Stored records:
-------------------------

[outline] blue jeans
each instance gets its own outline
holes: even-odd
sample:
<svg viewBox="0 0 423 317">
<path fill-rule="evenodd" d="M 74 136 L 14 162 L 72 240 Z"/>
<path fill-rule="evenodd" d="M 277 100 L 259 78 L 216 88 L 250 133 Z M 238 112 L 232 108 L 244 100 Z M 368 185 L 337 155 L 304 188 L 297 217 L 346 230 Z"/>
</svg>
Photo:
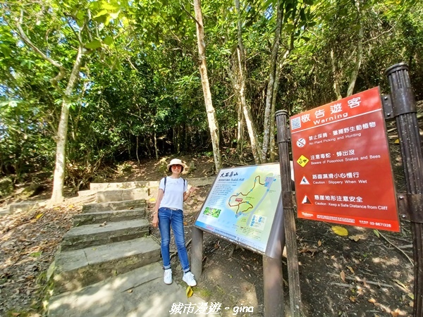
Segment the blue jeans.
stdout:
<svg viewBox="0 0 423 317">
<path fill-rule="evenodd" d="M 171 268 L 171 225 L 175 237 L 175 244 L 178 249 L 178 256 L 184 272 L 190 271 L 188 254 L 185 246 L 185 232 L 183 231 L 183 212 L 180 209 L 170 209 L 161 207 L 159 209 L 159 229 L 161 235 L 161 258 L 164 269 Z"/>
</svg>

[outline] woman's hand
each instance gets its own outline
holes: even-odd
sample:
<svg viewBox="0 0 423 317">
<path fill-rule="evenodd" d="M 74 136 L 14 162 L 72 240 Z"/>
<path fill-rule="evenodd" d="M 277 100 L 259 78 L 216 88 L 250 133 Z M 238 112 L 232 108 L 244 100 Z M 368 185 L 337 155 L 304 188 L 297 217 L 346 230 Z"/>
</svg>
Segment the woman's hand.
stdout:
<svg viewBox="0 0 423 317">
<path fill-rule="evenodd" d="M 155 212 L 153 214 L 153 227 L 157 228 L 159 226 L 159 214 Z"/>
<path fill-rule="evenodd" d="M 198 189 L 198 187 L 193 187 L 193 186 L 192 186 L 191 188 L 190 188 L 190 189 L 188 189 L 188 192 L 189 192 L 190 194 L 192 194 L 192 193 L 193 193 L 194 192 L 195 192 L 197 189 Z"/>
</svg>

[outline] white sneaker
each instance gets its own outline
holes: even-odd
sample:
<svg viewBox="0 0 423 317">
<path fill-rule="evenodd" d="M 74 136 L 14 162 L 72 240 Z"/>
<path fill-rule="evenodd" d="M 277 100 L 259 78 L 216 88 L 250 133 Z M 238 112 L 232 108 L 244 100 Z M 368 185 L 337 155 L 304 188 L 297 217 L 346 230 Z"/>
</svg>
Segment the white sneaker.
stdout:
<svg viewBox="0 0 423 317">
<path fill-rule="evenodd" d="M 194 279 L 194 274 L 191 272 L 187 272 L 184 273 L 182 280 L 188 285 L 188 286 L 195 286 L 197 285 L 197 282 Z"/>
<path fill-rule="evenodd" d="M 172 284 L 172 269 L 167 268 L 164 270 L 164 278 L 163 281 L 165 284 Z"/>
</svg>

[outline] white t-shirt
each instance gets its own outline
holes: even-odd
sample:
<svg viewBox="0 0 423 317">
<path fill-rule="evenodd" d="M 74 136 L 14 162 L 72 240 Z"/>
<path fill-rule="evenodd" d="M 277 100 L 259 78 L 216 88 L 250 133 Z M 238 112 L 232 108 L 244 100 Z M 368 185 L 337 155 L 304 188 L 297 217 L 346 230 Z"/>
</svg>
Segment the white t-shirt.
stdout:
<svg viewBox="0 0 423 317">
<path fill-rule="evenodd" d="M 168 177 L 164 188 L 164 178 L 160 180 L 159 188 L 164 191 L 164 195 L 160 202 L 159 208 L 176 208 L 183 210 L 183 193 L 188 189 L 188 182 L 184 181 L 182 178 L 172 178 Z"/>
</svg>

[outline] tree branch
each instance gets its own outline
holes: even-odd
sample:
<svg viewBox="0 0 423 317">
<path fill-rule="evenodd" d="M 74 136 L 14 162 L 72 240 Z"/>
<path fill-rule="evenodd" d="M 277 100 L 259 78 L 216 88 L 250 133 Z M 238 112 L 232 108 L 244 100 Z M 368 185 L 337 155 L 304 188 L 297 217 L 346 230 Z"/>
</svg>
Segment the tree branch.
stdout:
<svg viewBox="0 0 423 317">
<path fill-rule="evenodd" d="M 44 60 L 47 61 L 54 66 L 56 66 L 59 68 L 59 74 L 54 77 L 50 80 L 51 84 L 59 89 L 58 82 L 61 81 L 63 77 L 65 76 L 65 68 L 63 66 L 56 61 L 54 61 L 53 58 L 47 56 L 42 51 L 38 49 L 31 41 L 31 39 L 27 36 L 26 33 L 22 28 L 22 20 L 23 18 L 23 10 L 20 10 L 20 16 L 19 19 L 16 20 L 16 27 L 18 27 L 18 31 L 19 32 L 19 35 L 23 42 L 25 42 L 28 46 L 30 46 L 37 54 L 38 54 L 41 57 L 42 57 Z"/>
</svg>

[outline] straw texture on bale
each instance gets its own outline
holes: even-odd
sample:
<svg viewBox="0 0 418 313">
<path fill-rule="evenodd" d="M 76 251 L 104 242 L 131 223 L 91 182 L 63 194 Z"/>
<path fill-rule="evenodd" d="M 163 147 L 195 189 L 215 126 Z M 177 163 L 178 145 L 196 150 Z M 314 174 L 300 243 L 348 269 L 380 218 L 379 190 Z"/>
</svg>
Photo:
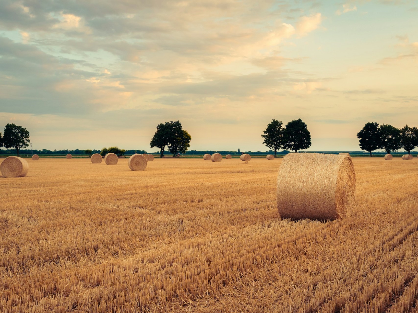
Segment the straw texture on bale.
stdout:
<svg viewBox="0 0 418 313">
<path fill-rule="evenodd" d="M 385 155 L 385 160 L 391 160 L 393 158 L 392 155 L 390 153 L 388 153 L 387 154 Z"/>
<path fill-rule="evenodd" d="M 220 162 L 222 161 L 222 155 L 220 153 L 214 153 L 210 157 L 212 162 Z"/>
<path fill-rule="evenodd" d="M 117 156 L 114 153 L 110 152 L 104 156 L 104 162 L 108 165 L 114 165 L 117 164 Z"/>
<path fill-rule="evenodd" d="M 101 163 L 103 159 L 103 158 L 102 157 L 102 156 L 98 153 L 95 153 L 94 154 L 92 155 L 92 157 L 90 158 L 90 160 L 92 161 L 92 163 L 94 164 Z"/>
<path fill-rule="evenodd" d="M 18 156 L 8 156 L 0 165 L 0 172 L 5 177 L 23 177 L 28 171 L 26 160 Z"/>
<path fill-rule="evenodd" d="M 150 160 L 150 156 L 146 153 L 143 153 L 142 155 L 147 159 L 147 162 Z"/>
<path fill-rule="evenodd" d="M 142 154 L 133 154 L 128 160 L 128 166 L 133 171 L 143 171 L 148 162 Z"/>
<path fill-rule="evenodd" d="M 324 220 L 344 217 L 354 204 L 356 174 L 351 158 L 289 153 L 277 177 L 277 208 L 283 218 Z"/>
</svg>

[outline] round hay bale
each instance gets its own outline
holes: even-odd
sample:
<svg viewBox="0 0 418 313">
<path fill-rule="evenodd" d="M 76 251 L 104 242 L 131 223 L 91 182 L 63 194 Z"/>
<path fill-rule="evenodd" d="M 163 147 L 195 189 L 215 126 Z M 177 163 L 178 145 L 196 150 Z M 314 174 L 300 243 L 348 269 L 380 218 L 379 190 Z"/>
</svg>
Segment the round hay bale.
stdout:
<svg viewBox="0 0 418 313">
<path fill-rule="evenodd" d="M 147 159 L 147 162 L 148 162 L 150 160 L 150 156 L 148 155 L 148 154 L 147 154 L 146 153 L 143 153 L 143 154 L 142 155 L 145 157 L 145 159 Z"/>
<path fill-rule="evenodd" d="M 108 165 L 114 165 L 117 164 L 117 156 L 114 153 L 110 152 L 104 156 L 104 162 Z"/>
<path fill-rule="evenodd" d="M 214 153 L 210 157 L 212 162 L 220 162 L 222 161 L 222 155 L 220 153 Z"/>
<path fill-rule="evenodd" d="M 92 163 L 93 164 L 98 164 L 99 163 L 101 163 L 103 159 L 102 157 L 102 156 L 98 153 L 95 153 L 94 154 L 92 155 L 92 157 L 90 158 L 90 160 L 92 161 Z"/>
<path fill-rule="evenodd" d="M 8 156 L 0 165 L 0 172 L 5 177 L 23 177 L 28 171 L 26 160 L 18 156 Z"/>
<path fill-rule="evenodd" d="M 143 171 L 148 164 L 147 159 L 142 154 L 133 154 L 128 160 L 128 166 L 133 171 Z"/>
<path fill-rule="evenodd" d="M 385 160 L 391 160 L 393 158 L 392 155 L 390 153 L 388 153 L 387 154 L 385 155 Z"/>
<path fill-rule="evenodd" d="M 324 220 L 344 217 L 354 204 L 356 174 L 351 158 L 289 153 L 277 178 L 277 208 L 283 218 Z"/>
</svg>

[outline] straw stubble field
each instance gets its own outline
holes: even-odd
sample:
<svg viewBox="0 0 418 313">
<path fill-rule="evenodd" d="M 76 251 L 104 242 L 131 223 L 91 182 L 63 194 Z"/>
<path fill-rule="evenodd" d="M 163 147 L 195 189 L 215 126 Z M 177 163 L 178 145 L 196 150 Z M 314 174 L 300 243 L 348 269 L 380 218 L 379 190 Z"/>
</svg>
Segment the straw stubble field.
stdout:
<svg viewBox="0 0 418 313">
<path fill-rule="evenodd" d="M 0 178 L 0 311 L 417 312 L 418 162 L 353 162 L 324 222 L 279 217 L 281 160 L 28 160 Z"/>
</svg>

-------------------------

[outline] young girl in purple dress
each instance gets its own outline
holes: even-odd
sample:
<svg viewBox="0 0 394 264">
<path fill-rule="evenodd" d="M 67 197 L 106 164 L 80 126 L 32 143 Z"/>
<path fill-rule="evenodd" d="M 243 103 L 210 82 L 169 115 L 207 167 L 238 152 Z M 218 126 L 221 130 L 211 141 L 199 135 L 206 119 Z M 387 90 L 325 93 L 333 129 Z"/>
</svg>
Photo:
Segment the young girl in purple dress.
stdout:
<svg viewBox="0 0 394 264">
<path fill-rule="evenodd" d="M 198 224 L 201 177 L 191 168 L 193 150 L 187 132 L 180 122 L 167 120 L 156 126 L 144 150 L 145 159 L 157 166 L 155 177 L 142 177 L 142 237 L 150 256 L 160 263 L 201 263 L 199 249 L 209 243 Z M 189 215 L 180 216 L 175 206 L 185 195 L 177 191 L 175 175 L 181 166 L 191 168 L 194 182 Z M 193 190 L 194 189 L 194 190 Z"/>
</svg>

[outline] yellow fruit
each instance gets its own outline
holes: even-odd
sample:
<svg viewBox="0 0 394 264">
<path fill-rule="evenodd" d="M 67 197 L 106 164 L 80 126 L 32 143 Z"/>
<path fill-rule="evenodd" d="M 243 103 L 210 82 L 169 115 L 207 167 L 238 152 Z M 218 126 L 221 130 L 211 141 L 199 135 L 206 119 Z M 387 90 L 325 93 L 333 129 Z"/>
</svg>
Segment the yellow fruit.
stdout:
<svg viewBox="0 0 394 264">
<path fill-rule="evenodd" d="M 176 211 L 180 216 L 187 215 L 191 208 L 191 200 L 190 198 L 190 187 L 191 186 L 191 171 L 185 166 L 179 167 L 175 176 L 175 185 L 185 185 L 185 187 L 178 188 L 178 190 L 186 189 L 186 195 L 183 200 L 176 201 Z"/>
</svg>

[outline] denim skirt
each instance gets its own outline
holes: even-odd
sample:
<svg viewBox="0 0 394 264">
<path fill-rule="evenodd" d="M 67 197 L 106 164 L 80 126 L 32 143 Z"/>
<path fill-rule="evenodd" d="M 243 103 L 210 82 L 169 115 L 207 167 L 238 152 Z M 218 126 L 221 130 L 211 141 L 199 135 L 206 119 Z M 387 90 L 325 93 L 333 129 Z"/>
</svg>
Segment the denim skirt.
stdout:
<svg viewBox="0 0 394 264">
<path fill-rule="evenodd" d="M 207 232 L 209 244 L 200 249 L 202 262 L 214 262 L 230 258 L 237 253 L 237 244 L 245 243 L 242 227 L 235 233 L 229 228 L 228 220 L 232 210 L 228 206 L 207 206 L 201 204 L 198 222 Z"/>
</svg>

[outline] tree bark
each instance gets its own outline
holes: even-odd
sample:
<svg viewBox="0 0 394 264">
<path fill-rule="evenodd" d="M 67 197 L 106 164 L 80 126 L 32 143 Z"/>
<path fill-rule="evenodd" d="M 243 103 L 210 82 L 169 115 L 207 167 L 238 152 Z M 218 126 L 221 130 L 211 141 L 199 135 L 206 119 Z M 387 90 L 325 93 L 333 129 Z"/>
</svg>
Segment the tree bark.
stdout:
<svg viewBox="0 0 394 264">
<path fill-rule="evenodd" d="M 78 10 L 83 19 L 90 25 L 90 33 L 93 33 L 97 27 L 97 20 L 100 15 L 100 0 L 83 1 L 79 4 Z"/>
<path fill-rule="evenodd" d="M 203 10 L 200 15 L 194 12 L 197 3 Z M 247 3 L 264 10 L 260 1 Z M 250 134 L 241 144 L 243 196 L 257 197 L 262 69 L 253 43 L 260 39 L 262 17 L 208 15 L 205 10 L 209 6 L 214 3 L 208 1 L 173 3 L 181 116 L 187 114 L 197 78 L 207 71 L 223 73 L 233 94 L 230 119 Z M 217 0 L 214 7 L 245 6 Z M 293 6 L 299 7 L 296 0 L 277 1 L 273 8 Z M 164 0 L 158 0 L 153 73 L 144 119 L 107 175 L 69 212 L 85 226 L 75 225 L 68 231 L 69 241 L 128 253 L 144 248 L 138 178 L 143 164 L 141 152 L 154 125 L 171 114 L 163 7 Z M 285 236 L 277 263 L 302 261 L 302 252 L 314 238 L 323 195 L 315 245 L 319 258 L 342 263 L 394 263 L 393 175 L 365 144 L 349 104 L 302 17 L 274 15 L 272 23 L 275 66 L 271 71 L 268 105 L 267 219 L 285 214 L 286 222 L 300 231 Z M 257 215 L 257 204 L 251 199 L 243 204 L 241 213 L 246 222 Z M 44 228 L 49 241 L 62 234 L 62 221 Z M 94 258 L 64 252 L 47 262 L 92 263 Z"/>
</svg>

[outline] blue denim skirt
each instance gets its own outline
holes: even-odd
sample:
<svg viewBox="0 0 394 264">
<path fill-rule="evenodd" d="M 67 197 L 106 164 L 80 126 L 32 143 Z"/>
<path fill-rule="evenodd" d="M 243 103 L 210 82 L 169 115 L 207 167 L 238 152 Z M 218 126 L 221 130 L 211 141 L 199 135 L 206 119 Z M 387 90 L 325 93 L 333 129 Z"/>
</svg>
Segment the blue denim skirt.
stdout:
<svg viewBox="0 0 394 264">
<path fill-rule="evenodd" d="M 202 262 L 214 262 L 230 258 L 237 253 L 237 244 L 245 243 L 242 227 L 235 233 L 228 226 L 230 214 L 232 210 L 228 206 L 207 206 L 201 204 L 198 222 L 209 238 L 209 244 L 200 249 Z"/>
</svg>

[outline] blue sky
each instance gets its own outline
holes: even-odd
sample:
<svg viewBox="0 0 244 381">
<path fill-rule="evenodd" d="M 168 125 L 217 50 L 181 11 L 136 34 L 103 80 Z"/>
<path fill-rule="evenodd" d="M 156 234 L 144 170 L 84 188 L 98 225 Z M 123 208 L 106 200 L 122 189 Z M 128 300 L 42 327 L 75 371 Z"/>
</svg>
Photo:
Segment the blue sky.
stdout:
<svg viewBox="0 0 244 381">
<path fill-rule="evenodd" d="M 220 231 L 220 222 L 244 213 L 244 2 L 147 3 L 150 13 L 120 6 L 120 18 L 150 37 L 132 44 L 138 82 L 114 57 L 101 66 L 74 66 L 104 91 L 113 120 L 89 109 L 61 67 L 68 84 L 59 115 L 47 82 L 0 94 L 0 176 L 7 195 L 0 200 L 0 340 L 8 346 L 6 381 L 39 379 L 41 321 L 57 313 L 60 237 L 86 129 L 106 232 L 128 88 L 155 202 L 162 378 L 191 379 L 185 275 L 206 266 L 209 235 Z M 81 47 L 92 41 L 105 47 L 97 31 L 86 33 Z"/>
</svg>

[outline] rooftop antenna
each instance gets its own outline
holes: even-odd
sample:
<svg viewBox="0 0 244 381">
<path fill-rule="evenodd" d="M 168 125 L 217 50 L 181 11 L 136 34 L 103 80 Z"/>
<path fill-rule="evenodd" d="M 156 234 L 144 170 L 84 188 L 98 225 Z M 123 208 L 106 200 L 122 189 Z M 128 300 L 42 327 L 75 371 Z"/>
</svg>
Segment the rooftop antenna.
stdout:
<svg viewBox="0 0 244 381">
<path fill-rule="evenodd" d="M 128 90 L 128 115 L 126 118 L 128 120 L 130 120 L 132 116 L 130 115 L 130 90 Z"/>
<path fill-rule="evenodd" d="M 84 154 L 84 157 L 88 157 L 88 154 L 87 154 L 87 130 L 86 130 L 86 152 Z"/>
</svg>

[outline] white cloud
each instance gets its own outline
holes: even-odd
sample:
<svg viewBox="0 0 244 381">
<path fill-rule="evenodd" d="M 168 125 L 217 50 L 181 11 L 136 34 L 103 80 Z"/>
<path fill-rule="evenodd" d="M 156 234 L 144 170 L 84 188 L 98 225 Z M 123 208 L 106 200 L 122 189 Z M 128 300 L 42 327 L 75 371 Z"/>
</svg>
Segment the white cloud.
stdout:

-------------------------

Your task: Please count the lines of the material above that contain the word "antenna". Reply with the number alone.

Task output: 2